* _Text segment_
————
AXA, one of the largest international players in the GCC and the no. 1 global insurance brand* for the 10th consecutive year, has some helpful advice for businesses worried about cyber-attacks affecting their operations.
Despite having one of the highest internet penetration rates in the world (91.9% in 2017 in UAE), there is very low awareness of cyber risks in the region.
Businesses that are trying to cut costs and save money, by not taking proper security precautions, can face serious consequences should they fall victim to a cyber-attack.
In the past, attacks were mainly focused on individuals and their credit card data; however, increasingly attacks are becoming larger in scope and are now threatening organisations of all sizes. These highly sophisticated, well-thought-out attacks are causing businesses owners throughout the region to sit up and take notice. Many organisations regardless of their size, are beginning to consider insurance for their systems and data, much in the same way that they protect their physical assets from thieves.
To this end, AXA advises all businesses to look out for the following five most common types of cyber-attacks:
- SPEAR-PHISHING: Spear-phishing is a targeted attempt to steal sensitive information such as account credentials or financial information from a specific victim. Attackers disguise themselves as a trustworthy source to acquire sensitive information, typically through email or other online messaging platforms. This is currently the most successful form of acquiring confidential information on the Internet, accounting for 91% of attacks.
- BRUTE FORCE ATTACK: Brute force attacks are used by criminals to crack encrypted data. This type of attack is a trial-and-error method used to obtain information such as a user’s password or personal identification number (PIN). In this attack, automated software generates a large number of consecutive guesses as to the password needed to access data.
- CROSS SITE SCRIPTING (XSS) ATTACKS: Cross Site Scripting (XSS) is a common attack that injects a malicious code into a vulnerable web application. XSS does not directly target the application itself. Instead, the users of the application are the ones at risk. Depending on the severity of the attack, user accounts may be compromised, misleading users into willingly surrendering their private data.
————
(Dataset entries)

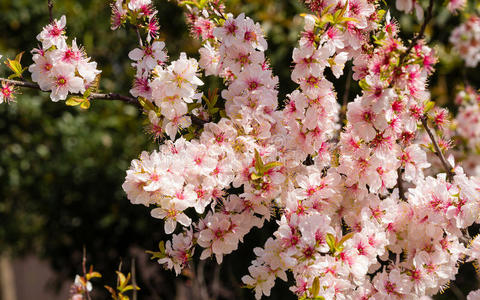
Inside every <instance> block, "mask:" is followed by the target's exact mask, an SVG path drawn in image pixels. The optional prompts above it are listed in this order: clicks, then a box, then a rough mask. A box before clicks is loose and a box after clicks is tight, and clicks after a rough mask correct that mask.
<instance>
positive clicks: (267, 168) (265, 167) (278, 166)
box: [263, 161, 283, 172]
mask: <svg viewBox="0 0 480 300" xmlns="http://www.w3.org/2000/svg"><path fill="white" fill-rule="evenodd" d="M282 165H283V164H282V163H281V162H278V161H272V162H269V163H268V164H266V165H265V166H264V167H263V170H264V172H267V171H268V170H270V169H273V168H275V167H280V166H282Z"/></svg>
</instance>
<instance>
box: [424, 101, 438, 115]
mask: <svg viewBox="0 0 480 300" xmlns="http://www.w3.org/2000/svg"><path fill="white" fill-rule="evenodd" d="M434 107H435V102H433V101H428V102H427V103H426V104H425V108H424V109H423V111H424V112H425V113H427V112H429V111H430V110H431V109H432V108H434Z"/></svg>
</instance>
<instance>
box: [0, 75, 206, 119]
mask: <svg viewBox="0 0 480 300" xmlns="http://www.w3.org/2000/svg"><path fill="white" fill-rule="evenodd" d="M0 82H6V83H10V84H13V85H14V86H18V87H23V88H30V89H36V90H40V91H43V90H42V89H41V88H40V86H38V84H36V83H33V82H28V81H19V80H12V79H6V78H0ZM43 92H46V91H43ZM71 95H73V96H79V97H83V95H82V94H78V93H77V94H71ZM88 99H90V100H119V101H122V102H125V103H128V104H133V105H135V106H137V107H140V108H141V107H142V105H141V104H140V102H139V101H138V99H137V98H133V97H130V96H125V95H121V94H117V93H106V94H105V93H91V94H90V96H89V97H88ZM189 116H190V119H191V120H192V123H193V124H195V125H198V126H203V125H205V124H206V123H208V121H205V120H202V119H200V118H199V117H197V116H195V115H193V114H189Z"/></svg>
————
* _Work instructions_
1. Rewrite the cyber-attack text between "AXA, one of" and "to a cyber-attack.", inclusive, changing "GCC" to "Gulf Cooperation Council".
2. According to the cyber-attack text, what percentage of attacks does spear-phishing account for?
3. Summarize the cyber-attack text in two sentences.

* _Responses per task_
1.
AXA, one of the largest international players in the Gulf Cooperation Council and the no. 1 global insurance brand* for the 10th consecutive year, has some helpful advice for businesses worried about cyber-attacks affecting their operations.
Despite having one of the highest internet penetration rates in the world (91.9% in 2017 in UAE), there is very low awareness of cyber risks in the region.
Businesses that are trying to cut costs and save money, by not taking proper security precautions, can face serious consequences should they fall victim to a cyber-attack.

2. 91%

3. AXA warns that despite high internet penetration, awareness of cyber risks in the region is very low, and businesses that skip proper security precautions can face serious consequences as attacks grow in scope to threaten organizations of all sizes. It advises businesses to watch for the most common attack types, including spear-phishing, brute force attacks, and cross site scripting (XSS) attacks.